→ PROBLEM REQUIREMENTS:
Reproduce every one of the rows below verbatim, keeping their order and line breaks unchanged.

→ RECORDS:
+ + + + + + +

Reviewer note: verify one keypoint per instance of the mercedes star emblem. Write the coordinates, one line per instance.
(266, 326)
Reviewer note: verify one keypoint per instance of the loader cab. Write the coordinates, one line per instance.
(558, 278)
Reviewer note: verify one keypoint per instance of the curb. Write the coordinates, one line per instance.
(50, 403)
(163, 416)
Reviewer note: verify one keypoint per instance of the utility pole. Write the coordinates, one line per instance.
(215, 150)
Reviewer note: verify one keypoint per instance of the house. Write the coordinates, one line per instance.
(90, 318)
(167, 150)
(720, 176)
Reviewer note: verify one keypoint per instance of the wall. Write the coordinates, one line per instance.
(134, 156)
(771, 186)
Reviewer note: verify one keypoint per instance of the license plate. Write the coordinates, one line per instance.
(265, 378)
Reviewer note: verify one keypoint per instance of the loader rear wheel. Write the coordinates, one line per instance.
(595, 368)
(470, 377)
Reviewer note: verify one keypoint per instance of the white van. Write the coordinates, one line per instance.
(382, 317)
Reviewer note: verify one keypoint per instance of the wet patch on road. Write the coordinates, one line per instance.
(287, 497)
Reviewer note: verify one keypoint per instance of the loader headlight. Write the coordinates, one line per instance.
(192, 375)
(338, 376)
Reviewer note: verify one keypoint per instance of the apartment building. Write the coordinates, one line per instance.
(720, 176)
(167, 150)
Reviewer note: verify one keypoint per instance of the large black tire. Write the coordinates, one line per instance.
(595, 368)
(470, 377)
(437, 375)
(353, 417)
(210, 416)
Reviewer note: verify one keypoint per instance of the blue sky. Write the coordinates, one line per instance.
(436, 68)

+ + + + + + +

→ TASK SOLUTION:
Reviewer note: verify one keypoint per instance of the mercedes star emblem. Write the coordinates, one line per instance.
(266, 326)
Reviewer note: verify one keypoint per instance of the loader cab. Write the coordinates, one line per instance.
(558, 278)
Reviewer note: verify one keypoint per instance of the curb. Write the coordinates, one line per instance.
(50, 403)
(163, 416)
Reviewer note: verify one keypoint per instance of the utility pole. Write the coordinates, one line per instance.
(215, 150)
Reviewer note: verify one keypoint per instance of the house. Write the coordinates, one line per instance.
(90, 318)
(167, 150)
(720, 176)
Reviewer note: verify one keypoint per instance of the wall. Write the coordinates, one line per instance.
(134, 156)
(771, 186)
Reviewer note: verify one keypoint per instance of the license plate. Write the coordinates, one line per instance.
(265, 378)
Reviewer note: verify one keypoint per instance of the loader rear wheel. Write the coordinates, one line per instance.
(595, 368)
(470, 377)
Reviewer note: verify one keypoint per instance of the white van. Write the coordinates, one line per instance.
(382, 317)
Reviewer note: verify one keypoint per instance of the wet patch on road. Write the coordinates, one line per instance.
(287, 497)
Reviewer note: verify one keypoint per instance of the loader headlight. Write the coordinates, one line per instance.
(192, 375)
(338, 376)
Reviewer note: verify one keypoint per instance of the apartment building. Write the coordinates, one line per instance.
(720, 176)
(167, 150)
Reviewer note: verify one keypoint per instance of the large black tire. Write the coordinates, one line per instance.
(595, 368)
(470, 377)
(437, 375)
(353, 417)
(210, 416)
Reviewer note: verify one keypoint per instance of the blue sky. Write the coordinates, one line per instance.
(436, 68)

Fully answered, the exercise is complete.